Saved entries
--- BEGIN ---
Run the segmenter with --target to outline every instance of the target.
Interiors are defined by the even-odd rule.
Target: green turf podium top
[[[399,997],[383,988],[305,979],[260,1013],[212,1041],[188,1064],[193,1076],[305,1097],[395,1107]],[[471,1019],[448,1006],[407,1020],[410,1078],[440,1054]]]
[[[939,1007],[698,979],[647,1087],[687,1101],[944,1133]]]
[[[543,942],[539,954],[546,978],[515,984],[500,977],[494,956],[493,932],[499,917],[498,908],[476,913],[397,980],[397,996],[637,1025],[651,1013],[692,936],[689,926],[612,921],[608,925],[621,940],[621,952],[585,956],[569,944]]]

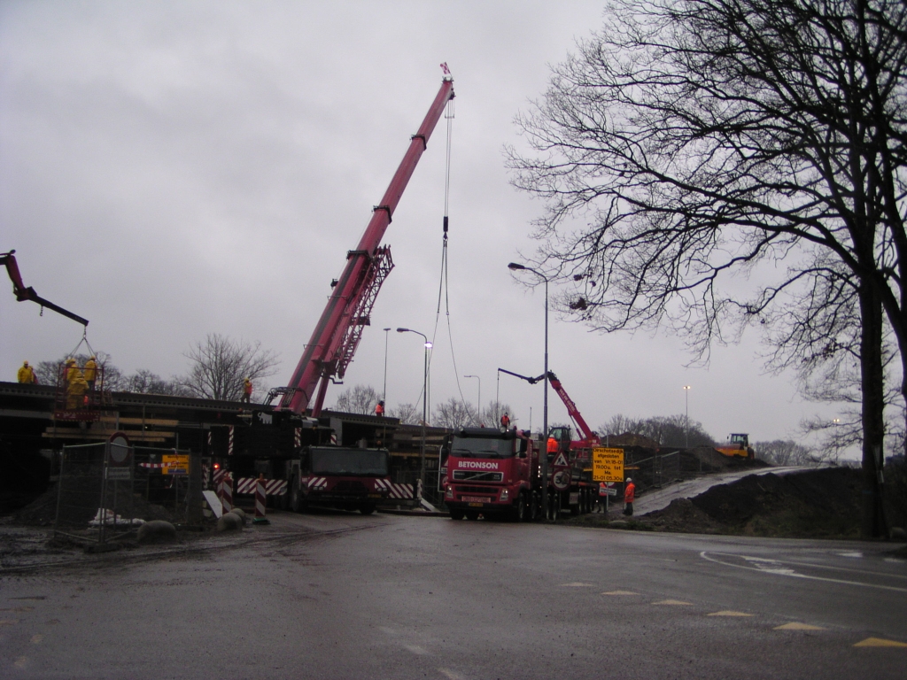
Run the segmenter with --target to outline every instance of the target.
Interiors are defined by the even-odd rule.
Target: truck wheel
[[[515,522],[524,522],[526,521],[526,494],[521,493],[517,496],[516,502],[513,504],[512,519]]]

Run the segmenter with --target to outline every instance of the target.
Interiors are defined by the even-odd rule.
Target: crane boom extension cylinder
[[[67,318],[73,319],[84,326],[88,325],[88,319],[83,319],[77,314],[73,314],[67,309],[63,309],[61,306],[57,306],[50,300],[45,300],[44,297],[38,296],[34,292],[34,288],[29,286],[25,287],[25,284],[22,282],[22,274],[19,273],[19,265],[15,261],[15,250],[10,250],[8,253],[0,253],[0,266],[6,266],[6,272],[9,274],[9,278],[13,282],[13,292],[15,294],[15,299],[19,302],[24,302],[25,300],[31,300],[32,302],[36,302],[43,307],[47,307],[48,309],[53,309],[57,314],[62,314]]]
[[[368,322],[371,305],[393,267],[389,249],[380,247],[381,239],[425,151],[428,139],[453,97],[454,80],[445,76],[425,119],[411,138],[409,149],[394,173],[381,202],[375,207],[359,245],[356,250],[347,253],[346,266],[334,286],[312,337],[293,372],[288,384],[290,390],[284,394],[280,408],[296,413],[305,413],[315,396],[312,415],[317,416],[321,413],[328,381],[335,375],[343,377],[352,361],[362,335],[362,326]]]

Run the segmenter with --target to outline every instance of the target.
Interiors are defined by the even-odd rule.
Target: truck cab
[[[454,433],[447,459],[444,503],[451,519],[530,519],[536,505],[539,452],[516,428],[463,428]]]
[[[358,510],[371,514],[390,491],[387,449],[307,446],[290,461],[289,505]]]

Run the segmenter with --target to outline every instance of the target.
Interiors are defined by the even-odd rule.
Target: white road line
[[[740,558],[742,559],[749,559],[750,561],[756,562],[757,564],[758,563],[783,564],[782,562],[780,562],[779,560],[776,560],[776,559],[761,559],[761,558],[747,558],[747,557],[746,557],[744,555],[733,555],[733,554],[723,553],[723,552],[719,552],[719,553],[716,553],[716,554],[721,555],[721,556],[726,556],[726,557]],[[844,584],[845,586],[862,586],[863,588],[879,588],[880,590],[894,590],[894,591],[899,592],[899,593],[907,593],[907,588],[895,588],[894,586],[880,586],[880,585],[875,584],[875,583],[863,583],[862,581],[846,581],[846,580],[844,580],[844,579],[841,579],[841,578],[825,578],[821,577],[821,576],[808,576],[806,574],[798,574],[794,569],[788,569],[788,568],[766,568],[764,567],[747,567],[746,565],[743,565],[743,564],[734,564],[732,562],[723,562],[720,559],[716,559],[715,558],[708,557],[708,553],[707,553],[707,550],[703,550],[702,552],[700,552],[699,553],[699,557],[702,558],[703,559],[707,559],[709,562],[715,562],[716,564],[722,564],[722,565],[724,565],[726,567],[735,567],[735,568],[736,568],[738,569],[748,569],[750,571],[758,571],[758,572],[761,572],[763,574],[773,574],[775,576],[788,576],[788,577],[791,577],[793,578],[807,578],[807,579],[812,580],[812,581],[825,581],[827,583],[841,583],[841,584]],[[885,576],[887,576],[887,575],[885,575]]]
--- END ---
List each line of the data above that contains the string "truck".

[EXPECTED ANSWER]
Target: truck wheel
Target: truck cab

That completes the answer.